What this task involves - Copy out the passage of the contract-law transcript that begins with "This is going" and ends with "in the deal.".

Study text -
We would not have done that.
They're saying the same thing.
They're saying we wouldn't, we would have given you zero.
You would have owed us money. We want our $10 million back because you not only violated your fiduciary duty by entering into this illicit affair with the pool boy from Miami, but you've harmed us and our brand, our Christian brand, as a result.
This is going to be called a representation amongst corporations.
You put what's called a representation and warranty that you've abided by the laws, that you don't know of any malfeasance that you've been engaged in.
You're under no investigation.
You've engaged in no prior conduct that could materially embarrass or harm your counterpart in the deal.
And you put these representations and warranties in the agreement.
The broader, the better for the party that you represent to make the other party sign on to these representations and warranties, you can have a direct and obvious breach of contract based on the strict language of the contract. Now, obviously, if there's something called
fraud in the inducement or fraud generally, you don't necessarily need to spell that out
in the contract, but you have to show the fraudulent intent going into the contract
itself and a course of dealing that was intended to defraud you. There's also a contractual doctrine
called the implied covenant of good faith and fair dealing that in contracts in general,
this doctrine recognizes that parties don't necessarily always come up with the most precise language in the world, but basically don't be an asshole in the contract and totally do the opposite of what the intent is, is basically a breach of implied warranties in the contract. I agree with you with one clarification.
You still have to tie what's called the implied covenant of good faith and fair dealing
to an expressed provision in the contract. It's not a free-floating concept, although I do like
the way you put it. It is a commandment, thou shall not F with my contracting party. But you still have to tie it to
section 22 of the contract. In doing what you were supposed to do, you violated an additional
implied duty of good faith and fair dealing. So I don't want to leave the listeners with the
impression that it's sort of a standalone provision that doesn't tie back to an actual
provision in the contract. It's up to lawyers like you that doesn't tie back to an actual provision in the contract.

Source records
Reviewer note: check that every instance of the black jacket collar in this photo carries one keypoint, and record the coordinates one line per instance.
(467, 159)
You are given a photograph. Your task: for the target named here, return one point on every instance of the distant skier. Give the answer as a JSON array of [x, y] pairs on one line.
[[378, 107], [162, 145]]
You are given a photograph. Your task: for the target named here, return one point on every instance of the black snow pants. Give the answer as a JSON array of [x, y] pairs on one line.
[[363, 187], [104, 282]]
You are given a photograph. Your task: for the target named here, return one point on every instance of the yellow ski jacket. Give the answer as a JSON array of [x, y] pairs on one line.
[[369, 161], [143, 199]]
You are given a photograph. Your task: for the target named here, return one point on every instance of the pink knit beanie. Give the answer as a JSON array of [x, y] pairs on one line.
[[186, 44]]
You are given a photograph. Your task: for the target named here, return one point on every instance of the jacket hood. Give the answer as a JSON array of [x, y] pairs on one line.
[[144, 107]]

Finished exercise -
This is going to be called a representation amongst corporations.
You put what's called a representation and warranty that you've abided by the laws, that you don't know of any malfeasance that you've been engaged in.
You're under no investigation.
You've engaged in no prior conduct that could materially embarrass or harm your counterpart in the deal.